**Exercise**
Copy out the items below with every "service" changed to "tool" and everything else left as it stands.
·····
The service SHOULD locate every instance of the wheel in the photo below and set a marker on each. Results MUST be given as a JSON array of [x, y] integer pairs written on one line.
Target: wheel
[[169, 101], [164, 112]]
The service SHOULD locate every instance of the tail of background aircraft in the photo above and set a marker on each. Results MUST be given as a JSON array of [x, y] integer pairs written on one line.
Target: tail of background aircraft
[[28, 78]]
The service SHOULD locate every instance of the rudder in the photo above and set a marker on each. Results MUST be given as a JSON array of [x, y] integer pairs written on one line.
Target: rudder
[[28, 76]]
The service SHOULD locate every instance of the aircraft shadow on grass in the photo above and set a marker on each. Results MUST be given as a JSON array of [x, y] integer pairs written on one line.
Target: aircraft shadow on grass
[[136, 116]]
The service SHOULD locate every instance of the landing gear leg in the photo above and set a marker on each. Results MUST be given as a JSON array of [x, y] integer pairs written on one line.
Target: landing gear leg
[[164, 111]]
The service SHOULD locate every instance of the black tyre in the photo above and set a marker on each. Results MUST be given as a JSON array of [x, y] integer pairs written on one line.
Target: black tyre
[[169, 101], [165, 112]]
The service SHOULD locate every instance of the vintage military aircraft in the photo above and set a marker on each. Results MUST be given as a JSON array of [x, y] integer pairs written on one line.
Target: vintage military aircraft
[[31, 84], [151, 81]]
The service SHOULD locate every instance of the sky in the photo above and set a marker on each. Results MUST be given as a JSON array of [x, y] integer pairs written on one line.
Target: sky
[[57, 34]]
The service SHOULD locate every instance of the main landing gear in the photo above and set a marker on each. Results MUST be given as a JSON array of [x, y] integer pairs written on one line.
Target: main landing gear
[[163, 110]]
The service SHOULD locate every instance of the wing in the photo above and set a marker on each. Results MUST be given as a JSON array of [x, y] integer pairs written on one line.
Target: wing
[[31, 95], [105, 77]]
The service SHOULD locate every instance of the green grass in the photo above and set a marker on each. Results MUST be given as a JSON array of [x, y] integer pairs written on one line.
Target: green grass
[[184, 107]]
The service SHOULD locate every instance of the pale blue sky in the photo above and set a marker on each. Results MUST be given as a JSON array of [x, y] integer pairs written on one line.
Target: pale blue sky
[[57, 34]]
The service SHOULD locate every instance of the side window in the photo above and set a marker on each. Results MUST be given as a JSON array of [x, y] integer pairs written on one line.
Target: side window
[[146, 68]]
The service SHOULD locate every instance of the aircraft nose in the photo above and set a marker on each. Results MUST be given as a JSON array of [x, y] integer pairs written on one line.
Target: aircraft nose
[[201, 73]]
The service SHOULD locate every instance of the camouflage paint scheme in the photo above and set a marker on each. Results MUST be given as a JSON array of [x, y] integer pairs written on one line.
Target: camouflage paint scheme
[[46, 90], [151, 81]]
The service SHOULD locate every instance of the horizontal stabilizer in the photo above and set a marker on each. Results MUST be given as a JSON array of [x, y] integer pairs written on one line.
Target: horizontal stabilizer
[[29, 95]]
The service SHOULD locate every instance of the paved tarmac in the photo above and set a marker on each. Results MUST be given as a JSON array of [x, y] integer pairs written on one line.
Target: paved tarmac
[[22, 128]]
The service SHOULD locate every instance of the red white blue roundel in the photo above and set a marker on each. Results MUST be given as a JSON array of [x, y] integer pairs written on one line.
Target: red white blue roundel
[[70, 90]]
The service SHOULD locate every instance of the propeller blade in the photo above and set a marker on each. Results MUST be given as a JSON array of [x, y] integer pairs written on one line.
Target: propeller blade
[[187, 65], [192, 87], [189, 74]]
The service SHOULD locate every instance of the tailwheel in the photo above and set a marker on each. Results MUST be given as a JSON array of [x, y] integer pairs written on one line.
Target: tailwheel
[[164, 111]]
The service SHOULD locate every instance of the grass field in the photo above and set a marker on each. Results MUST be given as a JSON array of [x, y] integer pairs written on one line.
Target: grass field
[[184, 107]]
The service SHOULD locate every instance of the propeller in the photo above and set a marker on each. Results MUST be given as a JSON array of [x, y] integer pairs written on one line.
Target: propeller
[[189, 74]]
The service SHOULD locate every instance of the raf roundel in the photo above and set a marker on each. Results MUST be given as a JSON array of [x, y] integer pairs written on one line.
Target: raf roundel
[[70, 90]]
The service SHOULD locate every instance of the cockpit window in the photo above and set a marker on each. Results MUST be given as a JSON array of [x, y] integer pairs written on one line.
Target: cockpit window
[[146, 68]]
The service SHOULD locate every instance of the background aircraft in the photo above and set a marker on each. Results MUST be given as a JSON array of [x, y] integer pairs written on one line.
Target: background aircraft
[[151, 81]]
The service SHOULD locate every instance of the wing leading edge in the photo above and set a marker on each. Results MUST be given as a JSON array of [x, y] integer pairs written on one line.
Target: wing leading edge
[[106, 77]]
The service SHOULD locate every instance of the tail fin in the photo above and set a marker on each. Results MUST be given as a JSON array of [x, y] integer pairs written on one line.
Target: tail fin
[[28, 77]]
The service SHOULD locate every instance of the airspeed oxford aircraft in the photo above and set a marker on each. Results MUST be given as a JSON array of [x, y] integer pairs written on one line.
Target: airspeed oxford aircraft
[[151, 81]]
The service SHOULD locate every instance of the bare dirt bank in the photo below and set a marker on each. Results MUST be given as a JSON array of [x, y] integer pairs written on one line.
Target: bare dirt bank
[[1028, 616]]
·····
**Finished answer**
The tool SHOULD locate every instance of the wheel in the photo below and set a marker on each. Results MUST be given as a JSON array of [x, y] integer pairs written on one line.
Target: wheel
[[169, 101], [164, 112]]
The tool SHOULD locate every instance of the tail of background aircraft in the photo above and set a marker on each. Results MUST be given as a JSON array of [x, y] integer pairs written on one line.
Target: tail of background aircraft
[[28, 78]]
The tool SHOULD locate every instance of the rudder in the photo above and set a marker on each. Results MUST be given as a JSON array of [x, y] integer pairs written on one line.
Target: rudder
[[28, 76]]
The tool SHOULD locate every instance of the aircraft shadow on grass in the photo above and set a marker on each. Results MUST be given as a JSON array of [x, y] integer pairs written on one line.
Target: aircraft shadow on grass
[[136, 116]]
The tool SHOULD locate every instance of the landing gear leg in the photo above and set a marker on each. Results MUST be given as a JSON array of [x, y] integer pairs written on one line.
Target: landing gear leg
[[164, 111]]
The tool SHOULD locate every instance of the black tyre in the photo above and set a marker on each. Results MUST be given as a JSON array of [x, y] integer pairs written on one line.
Target: black tyre
[[169, 101], [165, 112]]
The tool SHOULD locate every instance of the vintage military aircraft in the photo above and set a marker on each. Results MUST be given as a JSON array of [x, y] integer pairs written on one line.
Target: vintage military aircraft
[[31, 84], [151, 81]]
The tool SHOULD locate every instance of the sky in the photo above and set a marker on each. Results MUST be given as a JSON array of [x, y] integer pairs written on one line.
Target: sky
[[57, 34]]
The tool SHOULD locate every instance of the main landing gear in the photo above and set a marker on each. Results MUST be given as a JSON array of [x, y] integer pairs written on one line.
Target: main landing gear
[[163, 110]]
The tool SHOULD locate every instance of the wing in the photo above and set a marker on each. Results MUST be given as a JSON array of [x, y] integer pairs written on one line.
Target: wing
[[31, 95], [105, 77]]
The tool SHOULD locate every instance of the green grass in the photo above and set a marker on each. Results MUST be given as a JSON array of [x, y] integer pairs written on one line.
Target: green grass
[[184, 107]]
The tool SHOULD locate every instance of the pale blue sky in the photo above and set a marker on each. Results MUST be given as a JSON array of [x, y] integer pairs written on one line.
Target: pale blue sky
[[57, 34]]
The tool SHOULD locate every instance of the side window in the photo above and set a marker on each. Results MUST be given as a JSON array of [x, y] integer pairs written on one line.
Target: side window
[[146, 68]]
The tool SHOULD locate every instance of the aircraft nose in the photo above and set a marker on each. Results MUST be given as a JSON array of [x, y] integer pairs written on one line.
Target: aircraft nose
[[201, 73]]
The tool SHOULD locate every instance of the camouflage paint scheme in the photo above and set a marker on each. Results MUST be given as a JSON array of [x, y] integer pairs written on one line.
Target: camouflage paint scheme
[[46, 90], [151, 81]]
The tool SHOULD locate every instance of the horizontal stabilizer in the photo above and set a marker on each. Results MUST be given as a JSON array of [x, y] integer pairs written on one line.
Target: horizontal stabilizer
[[29, 95]]
The tool SHOULD locate every instance of the paved tarmac in the photo above and set a marker on each. Results MUST be given as a JSON array of [x, y] integer pairs written on one line.
Target: paved tarmac
[[22, 128]]
The tool SHOULD locate every instance of the red white blue roundel in the photo above and set a marker on each. Results MUST be given as a JSON array of [x, y] integer pairs written on one line.
Target: red white blue roundel
[[70, 90]]
The tool SHOULD locate every instance of the propeller blade in the photo above and set a marker on each. Results MUST be given as a JSON array of [x, y] integer pairs written on one line.
Target: propeller blade
[[187, 65], [192, 87], [189, 74]]
The tool SHOULD locate every instance of the tailwheel in the photo above and set a marker on each. Results MUST be given as a JSON array of [x, y] integer pairs written on one line.
Target: tailwheel
[[164, 111]]
The tool SHOULD locate every instance of the grass field in the photo above and set a marker on each. Results MUST be given as a JSON array of [x, y] integer pairs written on one line.
Target: grass field
[[184, 107]]
The tool SHOULD locate every instance of the propeller in the photo above and set a marker on each. Results MUST be given as a JSON array of [x, y] integer pairs written on one line.
Target: propeller
[[189, 74]]
The tool SHOULD locate every instance of the raf roundel in the photo above and set a marker on each. Results MUST be given as a JSON array of [x, y] integer pairs written on one line.
Target: raf roundel
[[70, 90]]
The tool SHOULD locate every instance of the cockpit window in the photo above and set a marker on each. Results MUST be given as a JSON array of [x, y] integer pairs written on one line.
Target: cockpit window
[[146, 68]]
The tool SHOULD locate every instance of the background aircraft in the photo above and set a marker on each. Results MUST be given as a JSON array of [x, y] integer pairs written on one line.
Target: background aircraft
[[151, 81]]
The tool SHOULD locate every instance of the wing leading edge in the photo above and set a marker on each. Results MUST be given as a JSON array of [x, y] integer pairs written on one line.
Target: wing leading edge
[[106, 77]]
The tool SHOULD locate every instance of the tail fin in the photo above and set a marker on each. Results MUST be given as a JSON array of [x, y] integer pairs written on one line.
Target: tail fin
[[28, 77]]
The tool SHOULD locate every instance of the airspeed oxford aircraft in the photo above and set a marker on each. Results MUST be given as a JSON array of [x, y] integer pairs written on one line.
Target: airspeed oxford aircraft
[[151, 81]]
The tool SHOULD locate every instance of the bare dirt bank in the photo below and set a marker on each. Results MUST be given as a JSON array of [x, y] integer pairs written on one line.
Target: bare dirt bank
[[1028, 616]]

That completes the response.